• _PROBLEMAS_:
1. Copie do texto sobre a sucumbência no recurso de revista o trecho que vai de "Conformando-se os autores" até "acórdão da Relação.", inclusive.
2. Prossiga com o texto sobre a sucumbência no recurso de revista a partir do ponto em que ele termina.

═════ TEXTO FORNECIDO

"[...] o inóspito, árido e descurado processo encontra-se estreitamente relacionado com as correntes espirituais dos povos e [...] as suas diversas concretizações devem ser incluídas entre os mais importantes testemunhos da cultura" (F. Klein (1902))



19/07/2021

Jurisprudência 2021 (15)


Recurso de revista;
valor da sucumbência


1. O sumário de STJ 26/1/2021 (367/19.7T8VRL.G1-A.S1) é o seguinte:

Conformando-se os autores com o valor da indemnização fixada na sentença da 1.ª instância e vindo a proceder parcialmente a apelação interposta pelos réus, a medida da sucumbência dos autores, para se aferir da admissibilidade do recurso de revista, corresponde à diferença entre os valores da indemnização arbitrados naquela sentença e no acórdão da Relação.

══════════
═════ ENTRADAS FORNECIDAS

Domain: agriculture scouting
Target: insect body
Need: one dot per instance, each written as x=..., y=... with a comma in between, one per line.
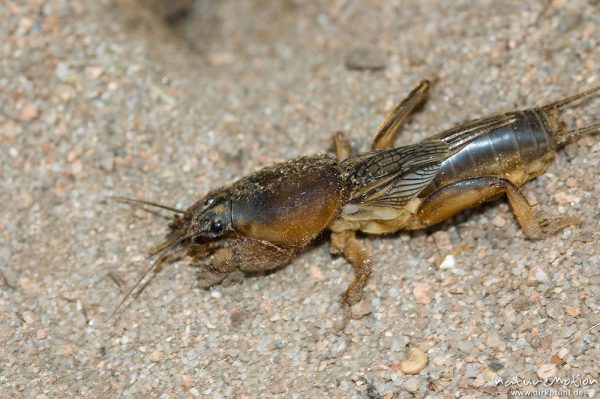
x=261, y=221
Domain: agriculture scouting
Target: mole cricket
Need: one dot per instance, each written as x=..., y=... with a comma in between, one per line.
x=263, y=220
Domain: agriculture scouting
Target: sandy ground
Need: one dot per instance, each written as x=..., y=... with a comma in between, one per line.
x=104, y=98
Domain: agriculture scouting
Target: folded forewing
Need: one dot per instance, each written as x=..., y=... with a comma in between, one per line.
x=395, y=176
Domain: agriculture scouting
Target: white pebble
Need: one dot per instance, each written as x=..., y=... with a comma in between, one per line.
x=448, y=262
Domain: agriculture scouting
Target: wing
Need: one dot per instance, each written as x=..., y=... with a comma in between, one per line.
x=395, y=176
x=461, y=135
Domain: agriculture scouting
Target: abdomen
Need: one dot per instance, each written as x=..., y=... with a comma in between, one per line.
x=518, y=152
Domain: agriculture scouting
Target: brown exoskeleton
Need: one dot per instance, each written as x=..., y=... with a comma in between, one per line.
x=263, y=220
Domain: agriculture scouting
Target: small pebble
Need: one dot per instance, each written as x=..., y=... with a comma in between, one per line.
x=29, y=111
x=315, y=272
x=361, y=309
x=421, y=293
x=156, y=356
x=29, y=317
x=372, y=59
x=6, y=332
x=572, y=311
x=547, y=370
x=499, y=221
x=414, y=362
x=563, y=198
x=541, y=276
x=448, y=263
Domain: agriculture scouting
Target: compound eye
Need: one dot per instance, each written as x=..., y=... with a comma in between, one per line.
x=216, y=226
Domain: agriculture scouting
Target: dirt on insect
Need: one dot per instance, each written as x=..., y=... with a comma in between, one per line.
x=263, y=220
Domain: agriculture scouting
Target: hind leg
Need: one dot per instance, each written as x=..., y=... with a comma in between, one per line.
x=387, y=131
x=464, y=194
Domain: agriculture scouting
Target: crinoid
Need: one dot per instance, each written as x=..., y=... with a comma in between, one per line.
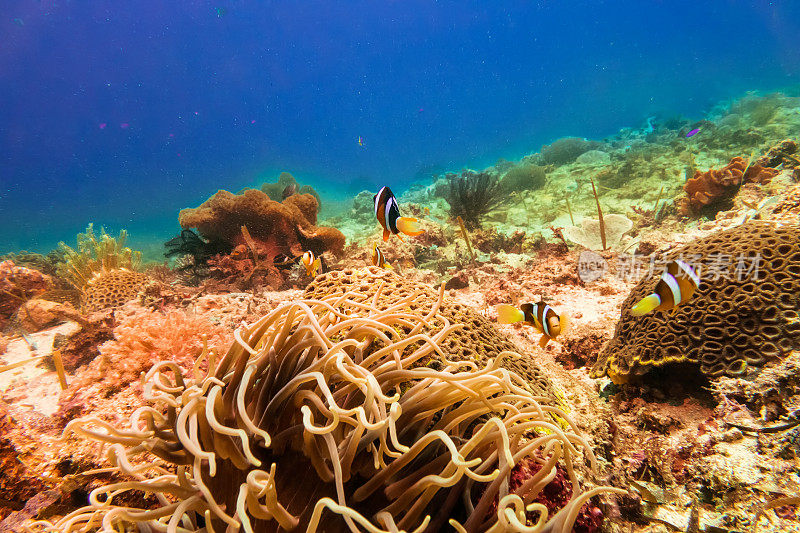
x=472, y=195
x=322, y=410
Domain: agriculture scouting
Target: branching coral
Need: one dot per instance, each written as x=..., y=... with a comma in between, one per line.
x=95, y=254
x=321, y=408
x=472, y=195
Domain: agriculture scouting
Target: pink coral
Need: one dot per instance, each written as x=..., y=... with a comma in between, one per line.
x=18, y=285
x=141, y=338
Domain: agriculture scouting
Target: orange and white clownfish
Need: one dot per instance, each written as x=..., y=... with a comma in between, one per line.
x=388, y=215
x=378, y=259
x=540, y=315
x=312, y=263
x=676, y=286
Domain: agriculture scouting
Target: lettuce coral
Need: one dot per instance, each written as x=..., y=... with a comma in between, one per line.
x=286, y=227
x=712, y=187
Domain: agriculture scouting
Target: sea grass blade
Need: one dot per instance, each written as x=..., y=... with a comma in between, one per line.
x=600, y=217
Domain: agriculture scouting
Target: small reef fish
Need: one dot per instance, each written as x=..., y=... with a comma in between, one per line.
x=540, y=315
x=312, y=263
x=676, y=286
x=378, y=259
x=388, y=215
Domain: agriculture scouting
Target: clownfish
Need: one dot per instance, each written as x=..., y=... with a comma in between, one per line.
x=541, y=316
x=378, y=259
x=676, y=286
x=312, y=264
x=388, y=215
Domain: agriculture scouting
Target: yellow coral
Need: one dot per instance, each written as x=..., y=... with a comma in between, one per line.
x=95, y=254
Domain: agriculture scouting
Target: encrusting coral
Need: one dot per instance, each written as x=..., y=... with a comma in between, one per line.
x=103, y=269
x=743, y=315
x=323, y=407
x=709, y=188
x=286, y=227
x=95, y=255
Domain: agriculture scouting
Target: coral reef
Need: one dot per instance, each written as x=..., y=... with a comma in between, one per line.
x=478, y=341
x=566, y=150
x=286, y=185
x=323, y=407
x=18, y=285
x=589, y=234
x=112, y=288
x=522, y=177
x=276, y=228
x=743, y=315
x=708, y=191
x=142, y=338
x=95, y=255
x=472, y=195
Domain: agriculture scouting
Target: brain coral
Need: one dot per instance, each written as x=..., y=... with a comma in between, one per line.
x=112, y=288
x=286, y=227
x=739, y=318
x=321, y=417
x=478, y=341
x=714, y=185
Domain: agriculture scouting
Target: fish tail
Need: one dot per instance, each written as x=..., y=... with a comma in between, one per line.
x=646, y=304
x=564, y=322
x=409, y=226
x=543, y=341
x=508, y=314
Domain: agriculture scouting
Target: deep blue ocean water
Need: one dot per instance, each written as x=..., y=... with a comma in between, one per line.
x=122, y=113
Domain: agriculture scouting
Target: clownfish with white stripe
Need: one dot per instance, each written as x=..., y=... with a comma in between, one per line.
x=388, y=215
x=312, y=263
x=540, y=315
x=676, y=286
x=378, y=258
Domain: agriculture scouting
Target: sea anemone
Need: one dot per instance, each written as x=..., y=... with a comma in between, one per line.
x=333, y=406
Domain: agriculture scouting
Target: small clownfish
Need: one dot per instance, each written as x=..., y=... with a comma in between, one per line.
x=378, y=259
x=312, y=264
x=676, y=286
x=541, y=316
x=388, y=215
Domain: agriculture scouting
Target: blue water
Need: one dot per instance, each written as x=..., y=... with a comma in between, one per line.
x=122, y=113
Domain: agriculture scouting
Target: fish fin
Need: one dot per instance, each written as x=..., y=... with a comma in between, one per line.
x=543, y=341
x=409, y=226
x=564, y=322
x=646, y=304
x=508, y=314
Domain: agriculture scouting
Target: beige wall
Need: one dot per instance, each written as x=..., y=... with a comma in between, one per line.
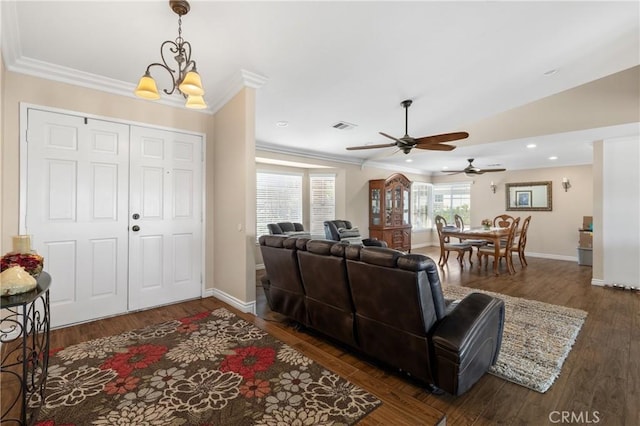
x=234, y=199
x=2, y=155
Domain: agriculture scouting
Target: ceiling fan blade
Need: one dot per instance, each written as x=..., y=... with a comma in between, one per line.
x=392, y=137
x=445, y=137
x=384, y=145
x=436, y=147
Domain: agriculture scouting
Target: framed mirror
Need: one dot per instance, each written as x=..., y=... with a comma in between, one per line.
x=529, y=196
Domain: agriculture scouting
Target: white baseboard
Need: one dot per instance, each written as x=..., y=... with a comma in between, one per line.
x=248, y=307
x=552, y=256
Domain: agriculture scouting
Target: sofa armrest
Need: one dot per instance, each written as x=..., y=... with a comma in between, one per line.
x=266, y=286
x=474, y=319
x=466, y=342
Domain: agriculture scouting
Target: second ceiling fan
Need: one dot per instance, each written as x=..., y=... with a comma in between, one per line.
x=407, y=143
x=472, y=170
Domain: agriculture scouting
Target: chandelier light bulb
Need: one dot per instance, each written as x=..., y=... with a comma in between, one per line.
x=191, y=84
x=147, y=88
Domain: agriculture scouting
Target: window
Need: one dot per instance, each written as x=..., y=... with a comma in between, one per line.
x=451, y=199
x=278, y=199
x=323, y=201
x=421, y=203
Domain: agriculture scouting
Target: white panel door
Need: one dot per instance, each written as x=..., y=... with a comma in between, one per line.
x=76, y=212
x=165, y=217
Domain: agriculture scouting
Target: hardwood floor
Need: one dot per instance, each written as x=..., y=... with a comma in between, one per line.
x=599, y=382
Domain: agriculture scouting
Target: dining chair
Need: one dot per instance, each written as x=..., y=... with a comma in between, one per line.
x=503, y=221
x=520, y=242
x=441, y=220
x=448, y=247
x=504, y=250
x=473, y=242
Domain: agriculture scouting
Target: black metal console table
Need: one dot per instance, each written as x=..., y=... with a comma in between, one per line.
x=24, y=349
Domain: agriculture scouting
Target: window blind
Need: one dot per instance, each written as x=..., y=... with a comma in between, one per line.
x=451, y=199
x=421, y=203
x=278, y=199
x=323, y=201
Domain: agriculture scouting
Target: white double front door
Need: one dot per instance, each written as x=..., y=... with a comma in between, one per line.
x=116, y=211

══════════

• _RESPOSTAS ÀS TAREFAS_:
1.
Conformando-se os autores com o valor da indemnização fixada na sentença da 1.ª instância e vindo a proceder parcialmente a apelação interposta pelos réus, a medida da sucumbência dos autores, para se aferir da admissibilidade do recurso de revista, corresponde à diferença entre os valores da indemnização arbitrados naquela sentença e no acórdão da Relação.

2.
2. No relatório e na fundamentação do acórdão escreveu-se o seguinte:

"I.

AA. e BB. vêm reclamar para a conferência do despacho que indeferiu a reclamação que apresentaram nos termos do art. 643º do CPC. [...]

O despacho reclamado apresenta esta fundamentação:

"Recurso de revista ordinário:

Nos termos do disposto no art. 629º, n.º 1, do C. P. Civil, “o recurso ordinário só é admissível quando a causa tenha valor superior à alçada do tribunal de que se recorre e a decisão impugnada seja desfavorável ao recorrente em valor superior a metade da alçada desse tribunal, atendendo-se, em caso de fundada dúvida acerca do valor da sucumbência, somente ao valor da causa.”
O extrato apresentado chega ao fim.